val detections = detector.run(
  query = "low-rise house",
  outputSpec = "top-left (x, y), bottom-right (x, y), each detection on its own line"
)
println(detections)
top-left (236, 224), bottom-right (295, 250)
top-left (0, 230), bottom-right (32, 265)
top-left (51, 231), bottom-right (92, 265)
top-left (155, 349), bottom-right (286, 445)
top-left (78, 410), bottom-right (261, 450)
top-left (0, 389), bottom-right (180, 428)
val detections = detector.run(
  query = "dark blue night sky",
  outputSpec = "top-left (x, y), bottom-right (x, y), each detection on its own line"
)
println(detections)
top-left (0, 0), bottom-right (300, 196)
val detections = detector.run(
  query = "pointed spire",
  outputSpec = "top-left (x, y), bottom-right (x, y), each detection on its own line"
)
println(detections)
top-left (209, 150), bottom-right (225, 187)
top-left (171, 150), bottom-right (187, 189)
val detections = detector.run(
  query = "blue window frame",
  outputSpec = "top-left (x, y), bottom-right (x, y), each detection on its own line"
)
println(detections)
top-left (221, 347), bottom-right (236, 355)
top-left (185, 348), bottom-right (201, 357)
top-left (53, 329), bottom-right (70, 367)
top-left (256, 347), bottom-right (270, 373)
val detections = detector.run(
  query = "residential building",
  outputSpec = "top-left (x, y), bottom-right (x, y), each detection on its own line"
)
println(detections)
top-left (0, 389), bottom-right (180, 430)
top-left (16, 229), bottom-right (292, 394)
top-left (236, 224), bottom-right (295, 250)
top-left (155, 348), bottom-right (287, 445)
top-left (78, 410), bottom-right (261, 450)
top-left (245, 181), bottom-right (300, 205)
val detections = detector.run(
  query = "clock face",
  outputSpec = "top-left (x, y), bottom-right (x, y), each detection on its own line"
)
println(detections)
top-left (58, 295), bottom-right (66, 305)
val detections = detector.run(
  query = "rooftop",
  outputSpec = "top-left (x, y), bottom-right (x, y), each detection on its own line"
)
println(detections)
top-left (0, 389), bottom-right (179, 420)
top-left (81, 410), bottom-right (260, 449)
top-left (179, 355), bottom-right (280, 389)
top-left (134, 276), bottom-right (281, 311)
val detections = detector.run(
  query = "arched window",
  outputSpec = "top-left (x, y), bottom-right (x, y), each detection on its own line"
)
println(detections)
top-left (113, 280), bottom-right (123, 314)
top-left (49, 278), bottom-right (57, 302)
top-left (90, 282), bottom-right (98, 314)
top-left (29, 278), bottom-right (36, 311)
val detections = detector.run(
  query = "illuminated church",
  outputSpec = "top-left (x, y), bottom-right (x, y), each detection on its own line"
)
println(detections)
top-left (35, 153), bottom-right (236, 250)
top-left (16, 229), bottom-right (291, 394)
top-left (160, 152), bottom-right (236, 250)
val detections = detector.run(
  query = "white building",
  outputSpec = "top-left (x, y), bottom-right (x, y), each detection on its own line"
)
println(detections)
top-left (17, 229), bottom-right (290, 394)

■ CONSIGNE: Recopiez les enregistrements depuis leur début jusqu'à la ligne contenant « top-left (245, 181), bottom-right (300, 205) » incluse, en remplaçant « pointed spire » par « tall spire » et sans rien modifier d'autre. Ne fournissez que ces lignes.

■ RÉSULTAT FINAL:
val detections = detector.run(
  query = "low-rise house",
  outputSpec = "top-left (x, y), bottom-right (x, y), each detection on its own line"
)
println(detections)
top-left (236, 224), bottom-right (295, 250)
top-left (0, 230), bottom-right (32, 265)
top-left (51, 231), bottom-right (92, 265)
top-left (155, 349), bottom-right (286, 445)
top-left (78, 410), bottom-right (261, 450)
top-left (0, 389), bottom-right (180, 428)
val detections = detector.run(
  query = "dark blue night sky",
  outputSpec = "top-left (x, y), bottom-right (x, y), each detection on its own line"
)
println(detections)
top-left (0, 0), bottom-right (300, 196)
val detections = detector.run(
  query = "tall spire",
  outputSpec = "top-left (x, y), bottom-right (x, y), each detection on its own line"
)
println(detections)
top-left (209, 150), bottom-right (225, 187)
top-left (171, 150), bottom-right (187, 189)
val detections = detector.run(
  query = "blue window frame",
  outputSpec = "top-left (x, y), bottom-right (x, y), each detection on its own line"
)
println(detections)
top-left (221, 347), bottom-right (236, 355)
top-left (185, 348), bottom-right (201, 357)
top-left (53, 329), bottom-right (70, 367)
top-left (256, 347), bottom-right (270, 373)
val detections = detector.run(
  query = "residential building",
  outputSpec = "top-left (x, y), bottom-right (x, y), each detection on its own line"
)
println(detections)
top-left (0, 389), bottom-right (180, 430)
top-left (16, 229), bottom-right (292, 394)
top-left (236, 224), bottom-right (295, 250)
top-left (155, 348), bottom-right (287, 445)
top-left (78, 410), bottom-right (261, 450)
top-left (245, 181), bottom-right (300, 205)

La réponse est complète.